=== Brano del documento ===
⁂

Efraim Medina Reyes: Morire in paradiso

11 Luglio 2006
A due ore da Cartagena de Indias c'è un'isola chiamata Paraíso. Sulla spiaggia, nella sabbia bianca come la neve, le tartarughe vengono a deporre le uova. Nell'acqua trasparente, ricca di sfumature azzurre e verdi, migliaia di pesci e di creature marine si muovono tranquillamente sotto il sole infuocato. È una riserva naturale e la presenza umana, come dev'essere in un vero paradiso, è proibita.
Paraíso fa parte dell'arcipelago El Rosario: in totale sono ventisette isole, e la maggior parte è di proprietà di privati che ci trascorrono le vacanze o gestiscono degli alberghi. A differenza di buona parte della Colombia, quest'area dei Caraibi non è stata contaminata dalla guerra o dalla violenza indiscriminata; per questo ai pescatori sembrò strano trovare il cadavere di una bambina impigliato tra le radici acquatiche delle mangrovie, non lontano da Paraíso.

⁂

=== Dati forniti ===
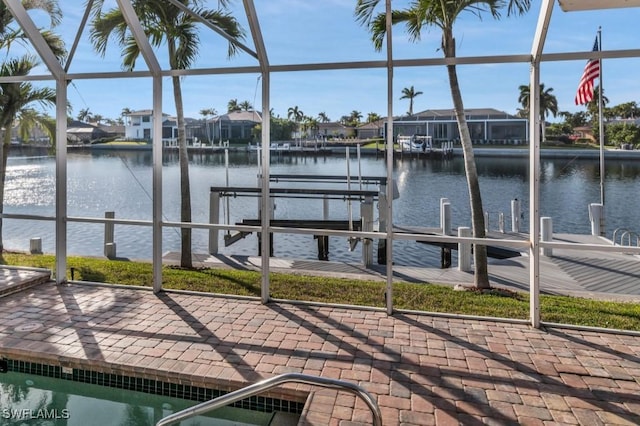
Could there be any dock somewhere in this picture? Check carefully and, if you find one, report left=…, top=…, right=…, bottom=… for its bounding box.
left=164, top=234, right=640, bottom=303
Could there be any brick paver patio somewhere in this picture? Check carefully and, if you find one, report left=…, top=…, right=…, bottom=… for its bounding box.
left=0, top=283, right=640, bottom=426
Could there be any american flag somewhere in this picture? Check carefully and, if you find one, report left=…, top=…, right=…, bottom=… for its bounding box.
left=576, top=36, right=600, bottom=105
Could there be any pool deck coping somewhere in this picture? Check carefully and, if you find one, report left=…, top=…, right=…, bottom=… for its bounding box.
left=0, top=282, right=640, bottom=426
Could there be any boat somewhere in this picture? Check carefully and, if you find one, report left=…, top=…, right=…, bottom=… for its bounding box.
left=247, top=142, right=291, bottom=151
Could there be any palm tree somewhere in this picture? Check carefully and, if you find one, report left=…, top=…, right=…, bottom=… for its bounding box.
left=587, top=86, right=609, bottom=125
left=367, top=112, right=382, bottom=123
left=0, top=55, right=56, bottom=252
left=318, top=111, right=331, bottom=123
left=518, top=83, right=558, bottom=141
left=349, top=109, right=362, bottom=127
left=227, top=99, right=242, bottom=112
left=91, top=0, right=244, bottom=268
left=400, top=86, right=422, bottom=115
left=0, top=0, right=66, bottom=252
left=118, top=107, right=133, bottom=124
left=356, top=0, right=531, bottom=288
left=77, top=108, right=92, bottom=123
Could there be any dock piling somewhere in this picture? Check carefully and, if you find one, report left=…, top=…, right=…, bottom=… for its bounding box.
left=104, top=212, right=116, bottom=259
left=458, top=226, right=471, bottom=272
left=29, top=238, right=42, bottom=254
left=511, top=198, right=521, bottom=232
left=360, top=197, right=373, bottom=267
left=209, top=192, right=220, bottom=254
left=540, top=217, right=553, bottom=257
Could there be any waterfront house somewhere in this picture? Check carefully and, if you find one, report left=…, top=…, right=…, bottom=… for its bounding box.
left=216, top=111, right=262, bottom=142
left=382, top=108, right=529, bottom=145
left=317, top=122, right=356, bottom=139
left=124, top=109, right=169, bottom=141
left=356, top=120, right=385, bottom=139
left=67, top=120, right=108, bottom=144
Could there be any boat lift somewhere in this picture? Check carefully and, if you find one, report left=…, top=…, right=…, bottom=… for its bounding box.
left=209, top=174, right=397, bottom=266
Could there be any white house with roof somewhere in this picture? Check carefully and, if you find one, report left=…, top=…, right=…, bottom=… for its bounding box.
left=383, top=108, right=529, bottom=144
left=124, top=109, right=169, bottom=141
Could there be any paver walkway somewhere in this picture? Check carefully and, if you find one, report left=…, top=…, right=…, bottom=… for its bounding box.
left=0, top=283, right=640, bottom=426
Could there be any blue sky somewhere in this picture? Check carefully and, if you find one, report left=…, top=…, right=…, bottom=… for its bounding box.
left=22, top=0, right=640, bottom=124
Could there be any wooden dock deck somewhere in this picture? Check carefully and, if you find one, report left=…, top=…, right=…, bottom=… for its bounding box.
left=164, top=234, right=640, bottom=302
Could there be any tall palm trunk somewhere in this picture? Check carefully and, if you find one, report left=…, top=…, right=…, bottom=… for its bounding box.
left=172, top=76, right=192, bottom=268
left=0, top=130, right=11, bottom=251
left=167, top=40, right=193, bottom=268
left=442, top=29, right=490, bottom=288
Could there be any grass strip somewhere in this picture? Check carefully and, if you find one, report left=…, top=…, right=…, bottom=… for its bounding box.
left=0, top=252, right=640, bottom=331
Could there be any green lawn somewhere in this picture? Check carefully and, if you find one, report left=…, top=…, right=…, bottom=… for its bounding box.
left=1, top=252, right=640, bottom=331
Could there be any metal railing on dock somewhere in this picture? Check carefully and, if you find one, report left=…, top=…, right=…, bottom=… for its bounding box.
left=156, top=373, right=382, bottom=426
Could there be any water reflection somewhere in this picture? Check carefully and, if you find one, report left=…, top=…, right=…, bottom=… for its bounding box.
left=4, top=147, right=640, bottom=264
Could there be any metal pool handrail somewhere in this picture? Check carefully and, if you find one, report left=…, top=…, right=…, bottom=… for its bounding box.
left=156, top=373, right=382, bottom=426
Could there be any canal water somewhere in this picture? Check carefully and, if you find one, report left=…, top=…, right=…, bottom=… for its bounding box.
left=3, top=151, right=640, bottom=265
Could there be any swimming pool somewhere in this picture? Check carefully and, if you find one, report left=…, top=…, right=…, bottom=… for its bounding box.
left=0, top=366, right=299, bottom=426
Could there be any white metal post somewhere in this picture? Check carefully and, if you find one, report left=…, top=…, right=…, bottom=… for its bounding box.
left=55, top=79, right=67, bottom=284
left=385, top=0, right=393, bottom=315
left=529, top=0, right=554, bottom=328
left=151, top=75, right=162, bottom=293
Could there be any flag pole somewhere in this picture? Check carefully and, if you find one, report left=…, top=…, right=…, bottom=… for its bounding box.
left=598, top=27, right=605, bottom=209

⁂

=== Da svolgere ===
A. Secondo il brano, da quante isole è formato l'arcipelago El Rosario?
B. Riporta dal brano il passo che comincia con "11 Luglio 2006" e prosegue fino a "paradiso, è proibita.".

=== Risultati dell'esercizio ===
A. Da ventisette isole.

B.
11 Luglio 2006
A due ore da Cartagena de Indias c'è un'isola chiamata Paraíso. Sulla spiaggia, nella sabbia bianca come la neve, le tartarughe vengono a deporre le uova. Nell'acqua trasparente, ricca di sfumature azzurre e verdi, migliaia di pesci e di creature marine si muovono tranquillamente sotto il sole infuocato. È una riserva naturale e la presenza umana, come dev'essere in un vero paradiso, è proibita.